Instructions to follow — Continue the text below on supporting families after school shootings, starting after its final sentence.

Text —

··········

Do your best to let family know that their well-being is one of your priorities. Keep to a routine. Structure helps younger children know what to expect and can be calming. Consider scheduling into your day shared activities that have meaning for your family.

Connect with each other

Be dedicated about connecting with loved ones within and outside the immediate family. Include family members who don't live in your home to make the circle wider.

Build personal and family competence

There are many ways to build competence and develop skills that can help you get through your current challenges. For instance, involve the family in a problem-solving approach to challenges, where you talk through problems; break them down into smaller chunks; brainstorm creative solutions together; negotiate the solutions that will work best for everyone; and take small, steady steps towards your goals.

Role-model competence. Demonstrating patience with yourself will show your children how to do the same. Just being your best self—whatever that best self is in that moment given the circumstances—will inspire others. As you strive to do your best remember to keep your expectations realistic. A crisis can make it hard to keep up our usual standards in what we think, feel, or do. You may need to adapt your expectations of what a good day is, and of what you demand from yourself.

Foster hope

It is natural that families may be scared, in shock, angry, sorrowful or discouraged following school shootings. This is particularly true for those in the communities where the violence took place. Focusing on the ways you and your family are safe or strong can help to foster hope. You can also discuss positive things that you see others doing, ways you believe that the situation will become better with time, or ways in which you are grateful. Ask others in your life to share how they have maintained hope or seen things from a more hopeful perspective. Highlight that many people are working hard to keep schools safe and help people recover.

··········

[Entries from a collection]
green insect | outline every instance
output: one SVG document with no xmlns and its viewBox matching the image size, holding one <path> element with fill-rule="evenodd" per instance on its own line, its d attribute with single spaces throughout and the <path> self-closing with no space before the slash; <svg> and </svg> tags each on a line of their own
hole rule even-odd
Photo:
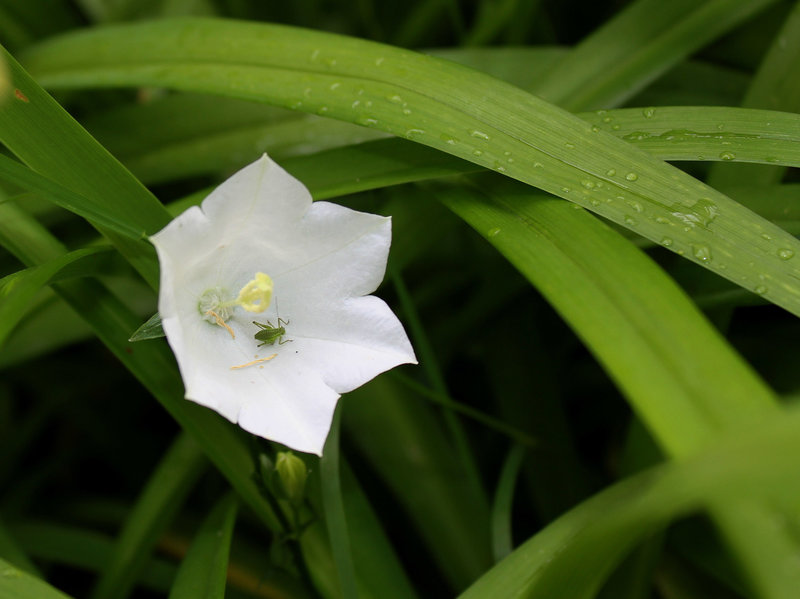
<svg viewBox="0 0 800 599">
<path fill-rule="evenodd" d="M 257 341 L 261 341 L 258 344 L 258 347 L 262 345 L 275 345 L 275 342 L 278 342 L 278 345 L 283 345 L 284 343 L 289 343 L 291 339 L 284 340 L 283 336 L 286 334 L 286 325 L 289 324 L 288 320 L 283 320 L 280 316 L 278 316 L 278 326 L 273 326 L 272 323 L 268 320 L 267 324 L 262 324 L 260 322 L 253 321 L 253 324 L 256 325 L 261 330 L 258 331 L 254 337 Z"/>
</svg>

··········

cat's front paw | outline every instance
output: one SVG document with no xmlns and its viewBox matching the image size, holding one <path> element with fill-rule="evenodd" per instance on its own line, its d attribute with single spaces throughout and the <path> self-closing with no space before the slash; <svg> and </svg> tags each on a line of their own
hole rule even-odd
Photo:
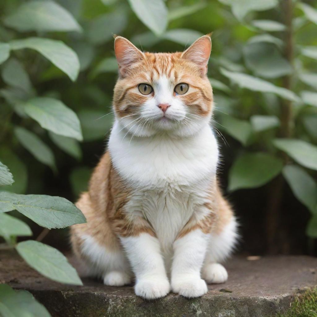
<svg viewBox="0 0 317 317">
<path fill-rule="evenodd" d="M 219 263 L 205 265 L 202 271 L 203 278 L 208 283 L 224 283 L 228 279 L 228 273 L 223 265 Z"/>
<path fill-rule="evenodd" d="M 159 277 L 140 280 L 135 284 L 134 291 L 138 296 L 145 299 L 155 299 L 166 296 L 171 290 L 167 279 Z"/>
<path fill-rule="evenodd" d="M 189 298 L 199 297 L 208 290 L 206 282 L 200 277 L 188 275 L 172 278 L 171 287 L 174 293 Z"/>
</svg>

··········

Response for this exercise —
Many people turn to their values or beliefs as a way to make meaning or raise hope in a difficult time. For some, that might mean helping others or engaging in protest and activism. Others who have faith in a higher power spend more time in activities that foster those beliefs, like prayer, meditation, reading or reflection. Researchers have found that resilient families share open communication about feelings, engage in group problem-solving, make meaning in the face of adversity, share their hopes in overcoming challenges, encourage each other, and work to tolerate uncertainty. They also find ways to transform adversity through beliefs, positive growth, spirituality or religion.


The strategies you choose can make a difference in maintaining hope, ability to endure, connectedness, ability to remain calm, and sense of safety. As you practice these actions, adapt them to your current circumstances. Do your best from moment to moment and remember that you don't need to be perfect or steady at all times. Try to be kind to yourself and remember that anything you do to role model these strategies will help your children grow and be able to help others as friends or caregivers themselves.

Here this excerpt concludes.